> **Texto**
26 de julho de 2025
Missão Josué de Castro entrega Carta Política ao Governo da Bahia em defesa da soberania alimentar
Documento elaborado durante seminário propõe ações concretas para o combate à fome e o fortalecimento da agricultura familiar e da agroecologia. Confira abaixo a íntegra da Carta Política.
Fonte: SASOP – Agroecologia e Direitos
A Missão Josué de Castro deu um passo importante na Bahia com a realização do seu primeiro seminário estadual, entre os dias 23 e 25 de julho, no Instituto Anísio Teixeira (IAT), em Salvador. O evento foi encerrado na manhã desta sexta-feira (25) com um Ato Político de entrega da Carta Política da Missão, que contou com a presença de representantes do governo estadual, parlamentares, conselhos de políticas públicas e organizações da sociedade civil.
A Carta Política da Missão Josué de Castro na Bahia reúne propostas e compromissos voltados à Soberania e Segurança Alimentar e Nutricional (SSAN) e reafirma a urgência de políticas públicas que garantam abastecimento alimentar, acesso à terra, valorização das sementes crioulas, produção agroecológica e fortalecimento da agricultura familiar.
“O primeiro desafio é manter esse espírito que foi construído durante o seminário”, afirmou Leomárcio Araújo, do Movimento dos Pequenos Agricultores (MPA), durante o ato de encerramento. “Fazer com que essa carta ganhe um aspecto de plano de ação da Missão Josué de Castro é um desafio no próximo período. A missão não trata apenas da fome como ausência, mas propõe uma nova perspectiva: a valorização do alimento como direito e da soberania alimentar.”

> **Problema a resolver**
Por favor, informe em uma frase onde foi realizado o primeiro seminário estadual da Missão Josué de Castro na Bahia, segundo o texto.

> **Registros de dados**
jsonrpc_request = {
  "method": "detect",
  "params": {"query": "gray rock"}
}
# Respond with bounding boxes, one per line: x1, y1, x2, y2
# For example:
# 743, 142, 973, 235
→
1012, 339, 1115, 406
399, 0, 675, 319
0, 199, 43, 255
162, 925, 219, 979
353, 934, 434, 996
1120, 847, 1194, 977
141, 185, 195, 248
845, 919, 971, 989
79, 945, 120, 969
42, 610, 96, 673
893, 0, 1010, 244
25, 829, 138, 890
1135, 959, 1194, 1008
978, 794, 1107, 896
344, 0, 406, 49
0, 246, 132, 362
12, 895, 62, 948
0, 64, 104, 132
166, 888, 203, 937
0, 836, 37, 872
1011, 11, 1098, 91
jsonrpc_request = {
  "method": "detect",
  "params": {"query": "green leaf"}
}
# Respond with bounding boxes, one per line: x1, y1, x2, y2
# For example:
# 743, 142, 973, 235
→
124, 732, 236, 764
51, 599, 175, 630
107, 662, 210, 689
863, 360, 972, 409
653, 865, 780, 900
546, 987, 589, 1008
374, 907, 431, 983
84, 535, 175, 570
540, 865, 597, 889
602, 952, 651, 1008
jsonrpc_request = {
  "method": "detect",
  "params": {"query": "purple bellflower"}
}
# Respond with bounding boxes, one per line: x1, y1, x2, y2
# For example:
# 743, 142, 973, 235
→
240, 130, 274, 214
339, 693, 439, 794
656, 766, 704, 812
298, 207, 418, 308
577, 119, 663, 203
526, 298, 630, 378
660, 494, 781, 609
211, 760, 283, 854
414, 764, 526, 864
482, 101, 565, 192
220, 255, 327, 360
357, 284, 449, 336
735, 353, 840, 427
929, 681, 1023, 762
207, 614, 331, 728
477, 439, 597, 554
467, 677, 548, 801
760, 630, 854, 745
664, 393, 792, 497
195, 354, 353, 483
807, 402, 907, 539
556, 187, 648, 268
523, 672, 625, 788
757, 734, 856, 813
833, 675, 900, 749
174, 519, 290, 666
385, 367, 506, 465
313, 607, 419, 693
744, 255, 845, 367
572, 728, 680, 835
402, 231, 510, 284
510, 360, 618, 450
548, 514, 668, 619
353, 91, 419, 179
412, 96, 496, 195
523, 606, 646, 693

> **Solução**
O seminário foi realizado no Instituto Anísio Teixeira (IAT), em Salvador.